* **DIRECTIONS**: Pick up the news text about Dodik and Bosnia's central institutions after its final sentence and continue it in the same reporting style.

* **SELECTED EXCERPT**:
- - -
Bosniak officials have warned that Dodik’s policies could lead to clashes, and called on the U.S. and the EU to crack down against him and his associates.
The United States has already imposed a travel ban and assets freeze on Dodik and both American and German officials have recently threatened more sanctions in case Bosnian Serbs further weaken Bosnia’s central institutions.
He has repeatedly said he doesn’t care about new sanctions, adding that this would bring Serbs even closer to their “true friends,” referring to Russia and China. He has also denied that the withdrawal from the central institutions would lead to a quick secession or a new war.
There is likely to be a six-month delay before the assembly’s decisions take effect while Dodik tries to renegotiate Bosnia’s fragile makeup with the country’s Bosniaks and Croats from a stronger position.
- - -
* **PROVIDED DATA**:
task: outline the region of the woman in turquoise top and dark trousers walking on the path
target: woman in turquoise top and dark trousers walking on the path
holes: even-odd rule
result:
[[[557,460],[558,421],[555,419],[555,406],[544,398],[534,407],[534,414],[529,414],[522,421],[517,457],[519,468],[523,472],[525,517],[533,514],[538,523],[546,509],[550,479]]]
- - -
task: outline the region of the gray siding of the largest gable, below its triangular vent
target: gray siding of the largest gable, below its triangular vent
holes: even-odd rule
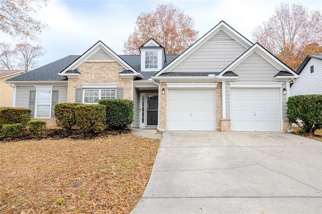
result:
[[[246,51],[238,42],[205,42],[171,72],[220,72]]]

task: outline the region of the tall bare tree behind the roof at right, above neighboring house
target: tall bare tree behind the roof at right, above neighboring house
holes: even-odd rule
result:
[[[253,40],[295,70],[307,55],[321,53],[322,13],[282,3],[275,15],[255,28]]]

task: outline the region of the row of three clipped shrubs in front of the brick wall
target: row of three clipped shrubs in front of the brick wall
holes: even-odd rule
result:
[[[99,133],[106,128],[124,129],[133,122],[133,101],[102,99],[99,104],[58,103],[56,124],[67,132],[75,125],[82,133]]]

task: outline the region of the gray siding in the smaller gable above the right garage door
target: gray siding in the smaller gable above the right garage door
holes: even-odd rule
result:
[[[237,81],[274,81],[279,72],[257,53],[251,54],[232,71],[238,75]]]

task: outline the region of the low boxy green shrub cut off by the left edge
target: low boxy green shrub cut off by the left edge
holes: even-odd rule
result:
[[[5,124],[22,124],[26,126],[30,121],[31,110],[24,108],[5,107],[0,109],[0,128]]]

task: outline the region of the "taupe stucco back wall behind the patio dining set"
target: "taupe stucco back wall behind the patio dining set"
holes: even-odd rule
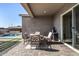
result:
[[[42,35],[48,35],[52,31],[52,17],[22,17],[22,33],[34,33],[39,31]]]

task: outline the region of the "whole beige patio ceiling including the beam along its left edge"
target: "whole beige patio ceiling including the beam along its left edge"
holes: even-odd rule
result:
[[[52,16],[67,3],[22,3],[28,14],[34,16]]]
- - -
* **RESPONSE BOX**:
The Bosnian War started in 1992 when Bosnian Serbs, with the help of the Serb-led Yugoslav army, tried to create ethnically pure territories with an aim of joining neighboring Serbia. More than 100,000 people were killed and millions were left homeless during the worst bloodshed in Europe since World War II.
The war pitted Bosniaks, Serbs and Croats against each other and ended with the U.S.-sponsored peace agreement that created two regions, the Republika Srpska and the Bosniak-Croat Federation.
The two regions were given wide autonomy, but kept some joint institutions, including the army, the top judiciary and tax administration. Bosnia’s three-member rotating presidency is made up of Bosniak, Serb and Croat members.